GIVEN RECORDS

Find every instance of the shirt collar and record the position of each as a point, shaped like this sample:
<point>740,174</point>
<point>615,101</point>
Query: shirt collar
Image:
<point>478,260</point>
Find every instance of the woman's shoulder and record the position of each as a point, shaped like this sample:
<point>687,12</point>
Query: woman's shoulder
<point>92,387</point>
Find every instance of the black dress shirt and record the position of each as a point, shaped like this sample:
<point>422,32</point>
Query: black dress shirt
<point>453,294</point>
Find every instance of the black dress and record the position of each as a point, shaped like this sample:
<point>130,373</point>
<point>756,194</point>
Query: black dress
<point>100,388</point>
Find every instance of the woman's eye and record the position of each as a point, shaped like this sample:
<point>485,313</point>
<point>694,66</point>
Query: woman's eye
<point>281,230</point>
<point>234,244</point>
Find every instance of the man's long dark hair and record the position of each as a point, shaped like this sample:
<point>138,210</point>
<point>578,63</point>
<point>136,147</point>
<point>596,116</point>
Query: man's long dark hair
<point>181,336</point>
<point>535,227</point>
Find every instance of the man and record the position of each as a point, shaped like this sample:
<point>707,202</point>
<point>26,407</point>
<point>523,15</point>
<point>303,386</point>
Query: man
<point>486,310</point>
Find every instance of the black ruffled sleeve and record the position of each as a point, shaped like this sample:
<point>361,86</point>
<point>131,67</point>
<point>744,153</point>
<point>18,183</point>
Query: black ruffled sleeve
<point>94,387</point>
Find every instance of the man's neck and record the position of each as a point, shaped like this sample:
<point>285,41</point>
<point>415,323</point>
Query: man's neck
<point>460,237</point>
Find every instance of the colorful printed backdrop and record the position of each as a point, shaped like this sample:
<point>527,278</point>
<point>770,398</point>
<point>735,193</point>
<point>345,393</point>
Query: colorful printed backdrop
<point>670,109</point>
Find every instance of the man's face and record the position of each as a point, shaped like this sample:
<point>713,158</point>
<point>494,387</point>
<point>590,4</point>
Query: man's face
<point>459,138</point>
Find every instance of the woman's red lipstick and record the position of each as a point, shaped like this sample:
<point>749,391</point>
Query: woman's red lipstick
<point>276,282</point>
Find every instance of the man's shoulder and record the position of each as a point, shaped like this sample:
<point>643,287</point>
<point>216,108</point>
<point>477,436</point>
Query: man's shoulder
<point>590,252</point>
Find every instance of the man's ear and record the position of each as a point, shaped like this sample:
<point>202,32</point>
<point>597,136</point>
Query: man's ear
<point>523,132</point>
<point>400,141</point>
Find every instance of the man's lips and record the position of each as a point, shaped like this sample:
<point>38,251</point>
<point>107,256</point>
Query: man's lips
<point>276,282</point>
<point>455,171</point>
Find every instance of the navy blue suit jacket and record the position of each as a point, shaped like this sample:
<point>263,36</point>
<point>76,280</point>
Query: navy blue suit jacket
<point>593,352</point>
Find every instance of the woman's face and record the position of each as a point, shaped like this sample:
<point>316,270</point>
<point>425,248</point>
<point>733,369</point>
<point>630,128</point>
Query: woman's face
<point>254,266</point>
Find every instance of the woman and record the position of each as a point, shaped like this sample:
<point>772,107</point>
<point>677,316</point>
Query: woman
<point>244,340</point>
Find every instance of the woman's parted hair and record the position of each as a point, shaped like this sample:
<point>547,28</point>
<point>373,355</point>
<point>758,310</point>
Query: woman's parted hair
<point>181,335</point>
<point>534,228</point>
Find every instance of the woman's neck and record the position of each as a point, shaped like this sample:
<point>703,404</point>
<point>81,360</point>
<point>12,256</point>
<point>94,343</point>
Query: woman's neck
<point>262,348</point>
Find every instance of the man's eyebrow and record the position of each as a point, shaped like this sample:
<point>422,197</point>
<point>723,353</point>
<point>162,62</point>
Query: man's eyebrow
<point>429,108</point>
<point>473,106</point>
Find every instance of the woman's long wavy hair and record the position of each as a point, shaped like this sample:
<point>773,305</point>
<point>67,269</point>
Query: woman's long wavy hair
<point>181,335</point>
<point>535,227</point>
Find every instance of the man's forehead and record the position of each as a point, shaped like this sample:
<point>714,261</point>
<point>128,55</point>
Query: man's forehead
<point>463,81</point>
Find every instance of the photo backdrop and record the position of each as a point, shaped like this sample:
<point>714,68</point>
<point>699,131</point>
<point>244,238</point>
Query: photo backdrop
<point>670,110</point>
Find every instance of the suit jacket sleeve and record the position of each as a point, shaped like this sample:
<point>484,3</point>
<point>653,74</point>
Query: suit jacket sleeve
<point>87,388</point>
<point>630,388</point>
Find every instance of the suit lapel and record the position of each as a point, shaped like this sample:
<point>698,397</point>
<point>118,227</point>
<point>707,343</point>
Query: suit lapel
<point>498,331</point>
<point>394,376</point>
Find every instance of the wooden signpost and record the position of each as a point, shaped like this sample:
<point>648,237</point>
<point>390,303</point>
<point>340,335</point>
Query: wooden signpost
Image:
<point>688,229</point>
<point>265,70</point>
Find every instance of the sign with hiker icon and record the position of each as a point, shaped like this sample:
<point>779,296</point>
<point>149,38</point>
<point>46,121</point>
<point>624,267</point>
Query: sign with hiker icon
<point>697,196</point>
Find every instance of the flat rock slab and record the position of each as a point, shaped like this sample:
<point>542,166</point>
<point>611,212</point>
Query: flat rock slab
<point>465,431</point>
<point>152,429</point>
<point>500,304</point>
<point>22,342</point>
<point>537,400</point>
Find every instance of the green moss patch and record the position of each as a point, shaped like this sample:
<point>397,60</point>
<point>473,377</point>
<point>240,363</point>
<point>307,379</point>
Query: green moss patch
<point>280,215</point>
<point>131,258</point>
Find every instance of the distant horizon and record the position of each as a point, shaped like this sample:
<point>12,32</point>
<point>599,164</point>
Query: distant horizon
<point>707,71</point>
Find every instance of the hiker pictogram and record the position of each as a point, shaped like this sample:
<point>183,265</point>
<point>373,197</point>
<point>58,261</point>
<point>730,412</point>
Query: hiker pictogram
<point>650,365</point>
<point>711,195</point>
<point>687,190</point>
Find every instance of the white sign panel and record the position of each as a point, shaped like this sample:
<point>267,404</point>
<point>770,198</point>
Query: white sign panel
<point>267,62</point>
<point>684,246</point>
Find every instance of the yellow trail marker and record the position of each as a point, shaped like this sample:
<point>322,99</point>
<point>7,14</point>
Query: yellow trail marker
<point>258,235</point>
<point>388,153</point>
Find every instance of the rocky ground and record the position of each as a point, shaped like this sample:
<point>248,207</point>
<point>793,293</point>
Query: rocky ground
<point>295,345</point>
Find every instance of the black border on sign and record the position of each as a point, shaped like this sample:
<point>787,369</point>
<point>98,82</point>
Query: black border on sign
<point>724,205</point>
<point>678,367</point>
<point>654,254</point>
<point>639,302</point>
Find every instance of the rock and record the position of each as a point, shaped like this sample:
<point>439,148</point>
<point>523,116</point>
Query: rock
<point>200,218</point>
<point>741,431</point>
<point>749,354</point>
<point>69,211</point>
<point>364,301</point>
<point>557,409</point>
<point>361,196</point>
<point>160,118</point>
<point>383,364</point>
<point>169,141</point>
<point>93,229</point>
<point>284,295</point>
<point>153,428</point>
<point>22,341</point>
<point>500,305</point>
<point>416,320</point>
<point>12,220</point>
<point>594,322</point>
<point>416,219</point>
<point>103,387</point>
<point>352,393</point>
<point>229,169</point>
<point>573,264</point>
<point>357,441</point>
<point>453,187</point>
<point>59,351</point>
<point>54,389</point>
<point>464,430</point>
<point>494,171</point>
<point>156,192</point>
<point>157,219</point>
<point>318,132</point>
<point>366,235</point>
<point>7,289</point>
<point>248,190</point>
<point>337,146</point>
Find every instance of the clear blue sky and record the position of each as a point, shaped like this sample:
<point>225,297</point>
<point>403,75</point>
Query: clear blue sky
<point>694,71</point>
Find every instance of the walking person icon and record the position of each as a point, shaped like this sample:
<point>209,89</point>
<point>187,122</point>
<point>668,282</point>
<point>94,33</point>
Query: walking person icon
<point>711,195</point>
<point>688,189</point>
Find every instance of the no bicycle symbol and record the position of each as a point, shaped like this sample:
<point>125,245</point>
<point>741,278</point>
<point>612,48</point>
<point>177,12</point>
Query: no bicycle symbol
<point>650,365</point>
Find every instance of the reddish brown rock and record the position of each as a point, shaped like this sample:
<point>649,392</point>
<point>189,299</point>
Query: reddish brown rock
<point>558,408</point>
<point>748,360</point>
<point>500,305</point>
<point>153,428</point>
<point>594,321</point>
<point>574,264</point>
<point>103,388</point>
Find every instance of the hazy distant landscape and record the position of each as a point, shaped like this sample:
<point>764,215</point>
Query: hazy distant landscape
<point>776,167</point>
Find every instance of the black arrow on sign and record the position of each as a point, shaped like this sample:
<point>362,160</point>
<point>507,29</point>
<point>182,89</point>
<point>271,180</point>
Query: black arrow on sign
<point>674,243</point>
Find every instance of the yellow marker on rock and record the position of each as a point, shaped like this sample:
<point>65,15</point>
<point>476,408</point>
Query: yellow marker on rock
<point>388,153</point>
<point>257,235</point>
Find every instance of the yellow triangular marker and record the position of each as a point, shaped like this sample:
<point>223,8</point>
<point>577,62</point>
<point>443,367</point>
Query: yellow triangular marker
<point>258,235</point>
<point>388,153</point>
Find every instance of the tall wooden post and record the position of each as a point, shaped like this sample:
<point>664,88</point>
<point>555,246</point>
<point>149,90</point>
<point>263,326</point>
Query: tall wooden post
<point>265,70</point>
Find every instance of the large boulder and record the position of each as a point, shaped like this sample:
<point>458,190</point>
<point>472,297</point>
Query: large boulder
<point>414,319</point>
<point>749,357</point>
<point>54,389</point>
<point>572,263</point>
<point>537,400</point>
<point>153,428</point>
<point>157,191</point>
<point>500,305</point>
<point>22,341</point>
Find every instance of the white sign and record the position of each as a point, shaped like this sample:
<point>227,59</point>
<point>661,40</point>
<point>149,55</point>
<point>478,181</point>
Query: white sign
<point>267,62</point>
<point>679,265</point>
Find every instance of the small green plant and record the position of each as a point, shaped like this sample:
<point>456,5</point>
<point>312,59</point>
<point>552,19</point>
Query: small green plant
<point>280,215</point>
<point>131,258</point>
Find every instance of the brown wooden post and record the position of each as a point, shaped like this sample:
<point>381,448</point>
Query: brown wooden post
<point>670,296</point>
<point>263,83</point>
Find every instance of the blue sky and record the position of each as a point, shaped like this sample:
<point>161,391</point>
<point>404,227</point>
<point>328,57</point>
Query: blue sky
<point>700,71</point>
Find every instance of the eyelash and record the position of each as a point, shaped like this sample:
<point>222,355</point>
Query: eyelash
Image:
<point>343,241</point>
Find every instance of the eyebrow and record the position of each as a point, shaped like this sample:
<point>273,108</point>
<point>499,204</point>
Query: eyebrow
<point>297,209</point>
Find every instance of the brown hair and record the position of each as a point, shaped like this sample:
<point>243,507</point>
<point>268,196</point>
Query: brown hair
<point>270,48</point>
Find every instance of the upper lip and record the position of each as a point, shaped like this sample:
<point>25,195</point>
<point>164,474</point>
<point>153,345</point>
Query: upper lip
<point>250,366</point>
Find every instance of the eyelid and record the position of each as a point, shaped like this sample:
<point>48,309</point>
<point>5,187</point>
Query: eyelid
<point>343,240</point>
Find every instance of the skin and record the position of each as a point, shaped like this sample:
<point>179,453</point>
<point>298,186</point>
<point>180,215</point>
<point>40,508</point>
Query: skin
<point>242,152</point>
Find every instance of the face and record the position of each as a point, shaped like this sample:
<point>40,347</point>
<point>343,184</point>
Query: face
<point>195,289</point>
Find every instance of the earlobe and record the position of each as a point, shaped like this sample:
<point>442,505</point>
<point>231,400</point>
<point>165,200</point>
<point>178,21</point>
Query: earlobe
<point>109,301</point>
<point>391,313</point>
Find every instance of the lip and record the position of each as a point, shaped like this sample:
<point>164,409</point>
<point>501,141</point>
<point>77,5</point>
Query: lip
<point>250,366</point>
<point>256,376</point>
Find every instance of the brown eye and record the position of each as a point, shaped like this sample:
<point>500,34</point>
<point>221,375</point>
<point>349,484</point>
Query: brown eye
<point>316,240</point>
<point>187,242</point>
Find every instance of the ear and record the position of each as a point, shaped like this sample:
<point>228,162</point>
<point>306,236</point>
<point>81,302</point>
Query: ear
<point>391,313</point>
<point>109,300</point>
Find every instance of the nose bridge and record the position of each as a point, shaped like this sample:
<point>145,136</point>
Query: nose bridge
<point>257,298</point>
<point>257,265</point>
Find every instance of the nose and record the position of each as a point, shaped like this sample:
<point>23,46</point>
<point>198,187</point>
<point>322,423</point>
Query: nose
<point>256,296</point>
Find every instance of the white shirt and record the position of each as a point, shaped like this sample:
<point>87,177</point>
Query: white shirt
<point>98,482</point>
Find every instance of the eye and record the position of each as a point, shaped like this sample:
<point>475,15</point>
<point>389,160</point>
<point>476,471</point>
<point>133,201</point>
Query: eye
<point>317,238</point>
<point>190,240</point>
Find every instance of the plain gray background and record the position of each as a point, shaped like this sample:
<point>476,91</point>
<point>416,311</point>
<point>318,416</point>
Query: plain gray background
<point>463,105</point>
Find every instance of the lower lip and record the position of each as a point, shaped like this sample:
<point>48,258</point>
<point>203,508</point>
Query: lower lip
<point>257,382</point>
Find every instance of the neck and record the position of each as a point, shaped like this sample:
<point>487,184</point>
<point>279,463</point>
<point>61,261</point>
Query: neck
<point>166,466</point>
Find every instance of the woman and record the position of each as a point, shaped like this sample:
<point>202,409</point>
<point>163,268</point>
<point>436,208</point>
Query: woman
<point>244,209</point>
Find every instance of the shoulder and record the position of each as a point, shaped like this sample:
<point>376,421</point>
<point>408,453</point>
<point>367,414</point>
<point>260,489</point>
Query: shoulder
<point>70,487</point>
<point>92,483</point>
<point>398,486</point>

DIRECTIVE
Write out, word for word, every line from the one containing "Find every instance of the white shirt" through the last line of the records above.

RESULT OF THIS TASK
Find every instance of the white shirt and record the position of each as a point, shaped like this sample:
<point>87,177</point>
Query: white shirt
<point>98,482</point>
Find every instance of the eye and record the position of each as a point, shaped like this sample:
<point>475,15</point>
<point>389,160</point>
<point>476,471</point>
<point>133,201</point>
Query: eye
<point>317,238</point>
<point>190,240</point>
Find every instance of the plain gray background and record the position of each as a point, shaped like this sample:
<point>476,91</point>
<point>416,311</point>
<point>318,416</point>
Query: plain gray background
<point>463,105</point>
Find every instance of the lower lip and record the position of each as a point, shaped like this sample:
<point>48,258</point>
<point>203,508</point>
Query: lower lip
<point>257,382</point>
Find every instance of the neck and record the position of each as a point, shaped like this sample:
<point>487,184</point>
<point>279,463</point>
<point>61,261</point>
Query: neck
<point>166,466</point>
Find every instance of the woman and record the position of each as a point, shaped like this sample:
<point>202,409</point>
<point>163,268</point>
<point>436,208</point>
Query: woman
<point>244,209</point>
Find every instance of the shoulder and record the position of each as a point, shaped like this sample:
<point>376,421</point>
<point>408,453</point>
<point>367,414</point>
<point>260,489</point>
Query: shoulder
<point>70,487</point>
<point>92,483</point>
<point>398,486</point>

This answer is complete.